WHAT IS REQUIRED »
Repeat exactly the lines beginning at the one that contains "like [322, 403]." and running to the end of the material. Omit the pictures.

[Location labeling records]
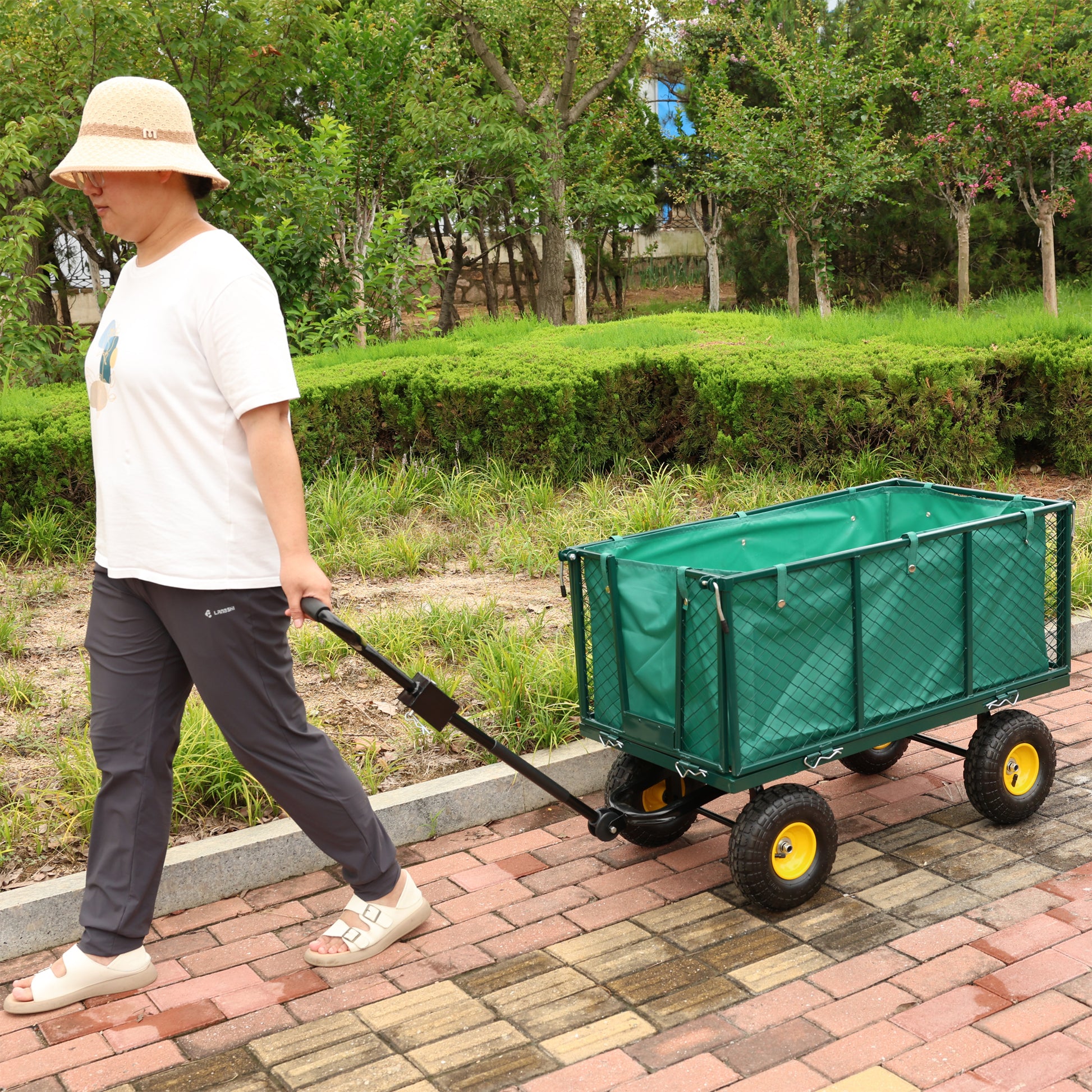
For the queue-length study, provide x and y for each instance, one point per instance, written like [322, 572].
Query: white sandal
[386, 925]
[84, 979]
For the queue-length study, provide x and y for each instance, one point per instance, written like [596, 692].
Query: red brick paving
[975, 1003]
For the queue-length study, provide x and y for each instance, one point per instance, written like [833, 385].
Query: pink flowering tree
[1047, 139]
[959, 157]
[1040, 111]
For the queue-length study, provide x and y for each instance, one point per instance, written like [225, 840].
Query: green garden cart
[728, 654]
[723, 655]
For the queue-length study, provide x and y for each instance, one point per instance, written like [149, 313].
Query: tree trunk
[620, 276]
[963, 264]
[513, 271]
[1047, 246]
[707, 218]
[367, 209]
[794, 271]
[579, 282]
[819, 257]
[487, 282]
[43, 311]
[449, 314]
[552, 284]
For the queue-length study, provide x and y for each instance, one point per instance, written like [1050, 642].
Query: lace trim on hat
[136, 132]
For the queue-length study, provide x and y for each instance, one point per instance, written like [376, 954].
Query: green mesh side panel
[1055, 605]
[701, 729]
[795, 684]
[794, 666]
[607, 709]
[1010, 603]
[912, 628]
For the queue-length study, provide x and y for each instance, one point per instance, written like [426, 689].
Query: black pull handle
[320, 613]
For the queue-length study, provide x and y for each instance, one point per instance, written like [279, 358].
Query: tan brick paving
[945, 953]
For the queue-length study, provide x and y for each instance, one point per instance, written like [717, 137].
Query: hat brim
[103, 154]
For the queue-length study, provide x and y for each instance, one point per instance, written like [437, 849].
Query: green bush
[747, 388]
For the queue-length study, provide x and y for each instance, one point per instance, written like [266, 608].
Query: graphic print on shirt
[101, 388]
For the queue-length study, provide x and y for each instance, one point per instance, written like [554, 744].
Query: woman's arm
[277, 471]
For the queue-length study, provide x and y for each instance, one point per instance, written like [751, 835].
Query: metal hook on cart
[720, 608]
[813, 760]
[685, 770]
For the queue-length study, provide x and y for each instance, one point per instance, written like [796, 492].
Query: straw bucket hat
[132, 123]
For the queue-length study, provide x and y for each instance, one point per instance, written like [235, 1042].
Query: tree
[823, 150]
[607, 191]
[362, 70]
[958, 157]
[540, 44]
[1041, 57]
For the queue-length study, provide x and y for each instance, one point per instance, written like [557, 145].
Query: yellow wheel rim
[1021, 769]
[652, 799]
[794, 851]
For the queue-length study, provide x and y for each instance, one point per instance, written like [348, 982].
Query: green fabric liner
[794, 664]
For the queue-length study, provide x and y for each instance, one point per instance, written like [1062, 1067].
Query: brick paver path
[945, 953]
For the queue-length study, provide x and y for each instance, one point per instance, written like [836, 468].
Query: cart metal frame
[436, 708]
[734, 776]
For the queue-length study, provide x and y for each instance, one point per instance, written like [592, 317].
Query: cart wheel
[783, 847]
[1010, 766]
[647, 787]
[876, 759]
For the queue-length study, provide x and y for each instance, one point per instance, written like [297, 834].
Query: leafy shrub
[571, 401]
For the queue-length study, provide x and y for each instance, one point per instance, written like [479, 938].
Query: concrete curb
[44, 915]
[1080, 632]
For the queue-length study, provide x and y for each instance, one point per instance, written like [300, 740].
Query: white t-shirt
[186, 345]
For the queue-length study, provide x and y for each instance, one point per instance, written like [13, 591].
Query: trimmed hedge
[689, 386]
[45, 449]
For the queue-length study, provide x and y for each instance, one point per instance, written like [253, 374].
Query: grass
[507, 519]
[516, 678]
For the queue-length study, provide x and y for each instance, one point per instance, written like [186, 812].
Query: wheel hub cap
[1021, 769]
[794, 851]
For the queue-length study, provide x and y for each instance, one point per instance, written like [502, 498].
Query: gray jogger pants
[148, 645]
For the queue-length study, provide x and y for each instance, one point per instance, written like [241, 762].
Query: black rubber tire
[753, 842]
[875, 760]
[984, 766]
[627, 780]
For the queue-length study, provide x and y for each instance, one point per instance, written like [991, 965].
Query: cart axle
[942, 745]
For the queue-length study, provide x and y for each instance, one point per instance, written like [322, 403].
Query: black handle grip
[438, 709]
[319, 611]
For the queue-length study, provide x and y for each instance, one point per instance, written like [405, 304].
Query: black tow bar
[438, 709]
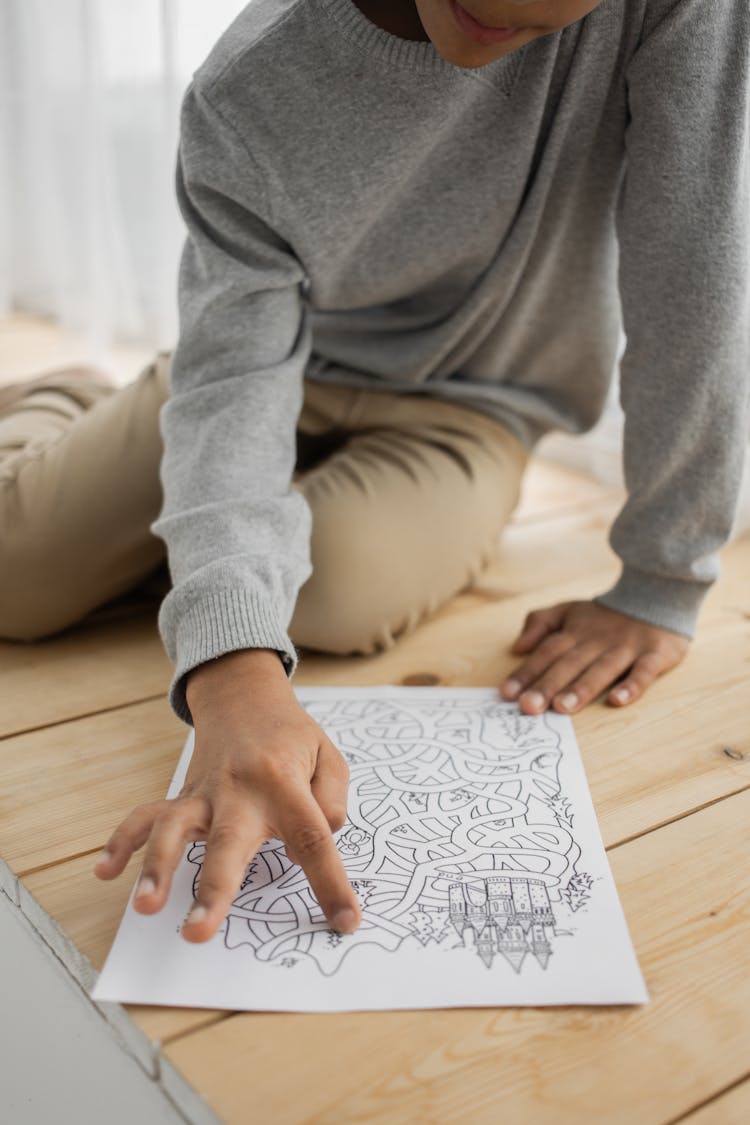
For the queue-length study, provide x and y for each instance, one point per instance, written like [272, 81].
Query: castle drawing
[496, 915]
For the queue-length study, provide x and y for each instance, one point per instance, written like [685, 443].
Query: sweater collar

PROBLEM SOLUTION »
For the queue-length study, provide x and y for each instance, one point per instance, written like [322, 403].
Query: black handle grip
[438, 709]
[319, 611]
For the queue-length study, provide x and y for each instance, one point per instance, written like [405, 304].
Query: black tow bar
[438, 709]
For the queue-length study, provide x and y for each instance, one point per instance, written like [272, 81].
Query: castle drawing
[496, 915]
For the queue-length study, provide x and y for each instance, one point per instance, written like [685, 443].
Query: sweater collar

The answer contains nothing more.